TEXT PROVIDED start

The shock excitation and swept-frequency signals were provided by the shaking table, with the vibration signals detected by acceleration sensors (Model B06A00, Shandong LNS Intelligent Technology Co., Ltd., Dezhou, China) whose factory calibration certificate specified measurement range (±50 g), sensitivity (10.469 mV/(m/s²)), frequency response (±5% within 1 Hz to 8 k Hz), and resolution (0.1 mg rms). The shaking table’s output signal was monitored and controlled by sensor (#1), the shaking table’s output was detected by sensor (#2), and the load response signal was measured by sensor (#3). The output signals from the shaking table and load response signals were acquired using the high-precision data acquisition device INV3018 (China Orient Institute of Noise & Vibration, Beijing, China) and processed with DASP–V11 software.

3.2.2. Experimental Scheme

Firstly, a shock test was conducted on the vibration isolation system comprising two metal lattice structures and the load mass m. The shock signal used was a semi-sinusoidal wave with a duration of 6 ms and a peak value of 1g, expressed as $a=9.8\sin (\pi t/0.006)[\epsilon (t)-\epsilon (t-0.006)]$ m/s², where $\epsilon (t)$ is the unit step function. By analyzing the shock response curve, the stiffness and damping coefficients of the metal lattice structure under shock were determined. Through spectral analysis of the system load’s response signal, the system’s natural frequency was found to be 73.5 Hz. Consequently, the swept-frequency range for the subsequent swept-frequency experiment was set from 20 Hz to 100 Hz, and the linear sweep frequency method was adopted with a sweep rate of 10 Hz/min. To prevent structural damage due to excessive acceleration during resonance, a sinusoidal wave with a peak value of 0.05 g was used as the excitation signal in the swept-frequency test. Finally, the shock resistance and vibration isolation performance of the metal lattice–polyurea parallel composite vibration isolation system were tested through shock and vibration swept-frequency experiments, respectively.

4. Results and Discussion

4.1. Dynamic Mechanical Properties of Polyurea

4.1.1. Effects of Preload

Using 60 mm × 40 mm polyurea samples, with the excitation signal frequency fixed at 0.5 Hz and amplitude fixed at 1 mm, preloads of 100 N, 200 N, and 300 N were applied. The force–displacement curves of the polyurea samples under different preloads are shown in Figure 7a. The dynamic stiffness and damping coefficients of the polyurea samples were calculated, yielding the curves presented in Figure 7b,c.

TEXT PROVIDED end

**WRITTEN PROBLEM:**
Continue the passage on vibration isolation testing with metal lattice and polyurea from the point where it stops.

RECORDED DATA start

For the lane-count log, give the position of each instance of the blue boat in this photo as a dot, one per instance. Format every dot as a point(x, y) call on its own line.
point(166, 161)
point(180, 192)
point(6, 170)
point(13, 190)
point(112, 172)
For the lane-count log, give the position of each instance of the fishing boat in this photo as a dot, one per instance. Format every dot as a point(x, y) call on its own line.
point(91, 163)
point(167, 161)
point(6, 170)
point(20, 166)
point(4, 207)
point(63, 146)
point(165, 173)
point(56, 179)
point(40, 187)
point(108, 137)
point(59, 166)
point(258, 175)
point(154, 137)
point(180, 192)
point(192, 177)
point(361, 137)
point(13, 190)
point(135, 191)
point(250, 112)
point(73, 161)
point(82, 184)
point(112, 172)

RECORDED DATA end

**RESULT OF THE EXERCISE:**
As shown in Figure 7, as preload increases, the area enclosed by the force–displacement curve increases, indicating a gradual rise in energy dissipation. Correspondingly, the damping coefficient increases approximately linearly with preload. When preload increases from 100 N to 300 N, the damping coefficient rises from 115.98 N·s/m to 283.06 N·s/m. The slope of the curve progressively increases with preload, reflecting a corresponding rise in the dynamic stiffness of the polyurea sample. Similarly, dynamic stiffness increases approximately linearly with preload, rising from 38.48 N/mm to 64.32 N/mm as preload increases from 100 N to 300 N.

4.1.2. Effects of Area

Dynamic experiments are conducted on polyurea samples with dimensions of $\varphi$80 mm × 20 mm, $\varphi$60 mm × 20 mm, and $\varphi$40 mm × 20 mm to investigate the influences of area on the dynamic stiffness and damping coefficient. In these experiments, the preload is set to 100 N, the excitation frequency is set to 0.5 Hz, and the excitation amplitude is set to 0.5 mm. The obtained force–displacement curves of the three polyurea samples are shown in Figure 8a, with the dynamic stiffness and damping coefficients calculated and presented in Figure 8b,c.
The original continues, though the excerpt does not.